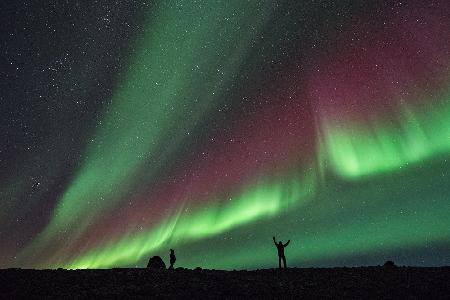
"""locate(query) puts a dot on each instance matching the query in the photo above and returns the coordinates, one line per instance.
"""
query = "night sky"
(132, 127)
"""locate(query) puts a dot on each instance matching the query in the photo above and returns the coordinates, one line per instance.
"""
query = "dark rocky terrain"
(361, 283)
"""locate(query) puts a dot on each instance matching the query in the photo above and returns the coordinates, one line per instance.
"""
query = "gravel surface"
(315, 283)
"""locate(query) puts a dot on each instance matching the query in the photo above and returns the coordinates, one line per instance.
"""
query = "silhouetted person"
(280, 248)
(173, 259)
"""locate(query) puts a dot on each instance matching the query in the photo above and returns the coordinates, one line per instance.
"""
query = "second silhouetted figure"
(280, 248)
(172, 258)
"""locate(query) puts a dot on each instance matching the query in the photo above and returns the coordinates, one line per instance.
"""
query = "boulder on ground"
(389, 264)
(156, 263)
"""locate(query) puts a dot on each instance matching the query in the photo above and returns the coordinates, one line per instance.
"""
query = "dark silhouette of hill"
(311, 283)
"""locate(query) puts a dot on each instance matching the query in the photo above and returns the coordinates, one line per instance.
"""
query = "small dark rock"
(389, 264)
(156, 263)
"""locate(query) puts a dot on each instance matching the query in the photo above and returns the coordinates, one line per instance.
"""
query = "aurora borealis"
(211, 126)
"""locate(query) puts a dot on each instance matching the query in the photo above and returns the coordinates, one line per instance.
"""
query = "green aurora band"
(272, 197)
(139, 121)
(159, 87)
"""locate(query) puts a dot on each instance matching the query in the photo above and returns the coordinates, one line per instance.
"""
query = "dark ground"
(361, 283)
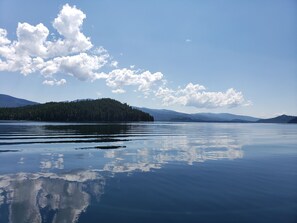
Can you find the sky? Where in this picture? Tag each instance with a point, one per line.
(190, 56)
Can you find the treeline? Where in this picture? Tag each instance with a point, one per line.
(101, 110)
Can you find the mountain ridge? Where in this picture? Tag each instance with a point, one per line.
(13, 102)
(168, 115)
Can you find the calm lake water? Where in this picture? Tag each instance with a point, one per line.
(148, 172)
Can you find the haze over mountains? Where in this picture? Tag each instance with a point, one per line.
(8, 101)
(173, 116)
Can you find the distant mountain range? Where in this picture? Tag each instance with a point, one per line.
(172, 116)
(12, 102)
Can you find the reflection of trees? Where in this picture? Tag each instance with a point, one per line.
(49, 197)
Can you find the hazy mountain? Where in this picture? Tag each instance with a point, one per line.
(280, 119)
(169, 115)
(11, 102)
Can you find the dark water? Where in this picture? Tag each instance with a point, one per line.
(156, 172)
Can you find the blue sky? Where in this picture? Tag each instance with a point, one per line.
(192, 56)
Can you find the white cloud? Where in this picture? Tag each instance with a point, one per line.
(70, 54)
(118, 91)
(119, 78)
(197, 96)
(3, 38)
(114, 63)
(54, 82)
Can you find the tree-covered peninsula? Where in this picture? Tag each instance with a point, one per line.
(100, 110)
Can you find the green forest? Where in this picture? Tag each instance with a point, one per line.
(100, 110)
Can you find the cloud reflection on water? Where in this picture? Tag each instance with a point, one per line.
(59, 192)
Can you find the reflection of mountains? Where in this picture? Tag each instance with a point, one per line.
(62, 197)
(48, 197)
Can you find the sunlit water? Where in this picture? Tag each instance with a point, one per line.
(148, 172)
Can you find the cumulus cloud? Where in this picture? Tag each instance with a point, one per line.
(119, 78)
(197, 96)
(70, 52)
(54, 82)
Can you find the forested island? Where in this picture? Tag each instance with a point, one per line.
(100, 110)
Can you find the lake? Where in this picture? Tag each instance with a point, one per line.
(148, 172)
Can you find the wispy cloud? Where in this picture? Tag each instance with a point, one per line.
(196, 95)
(54, 82)
(69, 51)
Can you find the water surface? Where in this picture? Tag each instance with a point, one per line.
(148, 172)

> **Task instructions**:
Give back every entry word for word, and drop the pictures as you go.

> **Output of the task**:
"""locate(query) puts a dot on each instance matching the query in the photo above and returns the coordinates, one line per instance.
"""
query = "night sky"
(132, 127)
"""locate(query) puts a dot on each instance matching the query in the photo above and returns the coordinates, one line per instance.
"""
query = "dark rocky terrain"
(361, 283)
"""locate(query) puts a dot on each instance matching the query in the photo above and returns the coordinates, one line per instance.
"""
query = "gravel surface"
(315, 283)
"""locate(query) puts a dot on each instance matching the query in the photo above and returns the coordinates, one line per instance.
"""
query = "silhouetted person"
(280, 248)
(173, 259)
"""locate(query) puts a dot on each instance matching the query in the photo above and returns the coordinates, one line per instance.
"""
query = "second silhouetted figure"
(280, 248)
(172, 258)
"""locate(query) puts a dot on each instance matching the query in the photo above and returns the coordinates, one line per instance.
"""
query = "boulder on ground"
(389, 264)
(156, 263)
"""locate(query) puts a dot on each instance matching the query in the photo above and returns the coordinates, one line per instance.
"""
query = "dark silhouette of hill"
(311, 283)
"""locate(query) puts a dot on each instance matching the query in the photo above and returns the coordinates, one line per instance.
"""
query = "small dark rock"
(389, 264)
(156, 263)
"""locate(query) puts a dot on each instance matching the query in the photo above and returns the coordinates, one line per instance.
"""
query = "aurora borealis"
(211, 126)
"""locate(query) puts a dot on each instance matching the query in the photo above and returns the coordinates, one line per instance.
"""
query = "green aurora band"
(272, 197)
(139, 121)
(159, 87)
"""locate(query) puts a dot on each instance matching the query in the photo above and returns the coordinates, one line per instance.
"""
query = "dark ground"
(361, 283)
Can you find the sky? Where in this picture? Tag each instance with a point, one per line.
(190, 56)
Can you find the treeline? Where in this picture? Tag each instance with a point, one per line.
(101, 110)
Can you find the mountain ridge? Where in this picture? Tag each instance with a point, one per line.
(13, 102)
(168, 115)
Can you find the calm lake water? Where in this picture? Tag each instance with a point, one per line.
(148, 172)
Can you find the haze over mountains? Where in this picture? Tag each instance with a point, one per line.
(8, 101)
(173, 116)
Can you find the distant mountain range? Where in this picture? Tag each instance with a point, one per line.
(172, 116)
(12, 102)
Can you find the reflection of trees? Where in this picture? Tag each instance with a point, one per line.
(49, 197)
Can you find the hazy mountain? Where in this picture? Tag each instance with a point, one per line.
(280, 119)
(169, 115)
(11, 102)
Can you find the dark water? Where in this picture? Tag each instance with a point, one per line.
(156, 172)
Can you find the blue sky? Where in this picture? Tag each instance with a point, one per line.
(192, 56)
Can you find the white cloud? Where in this picture? Tag each instance with a point, one per line.
(70, 54)
(118, 91)
(119, 78)
(197, 96)
(3, 38)
(114, 63)
(54, 82)
Can you find the tree-covered peninsula? Where in this picture? Tag each instance with a point, one per line.
(100, 110)
Can you find the green forest? Where in this picture? Tag each instance with a point, one per line.
(100, 110)
Can you find the cloud reflection on water? Where in this picture? Tag each instance with a point, one per line.
(59, 192)
Can you find the reflection of mountains? Where in this picture? Tag each instance with a point, one per line.
(62, 197)
(48, 197)
Can you find the sunlit water? Where in this picture? Tag each instance with a point, one per line.
(148, 172)
Can you find the cumulus cloud? Where in this picture? Tag each instance with a point, one per line.
(119, 78)
(197, 96)
(70, 52)
(54, 82)
Can you find the forested island? Where in this picture? Tag each instance with a point, one per line.
(100, 110)
Can you find the lake? Where in this picture? Tag each instance with a point, one per line.
(148, 172)
Can you find the wispy cloud? Where in this picture? Tag each instance with a point, one per line.
(196, 95)
(54, 82)
(69, 51)
Can you find the water surface? Where in this picture? Tag each instance with a point, one per line.
(148, 172)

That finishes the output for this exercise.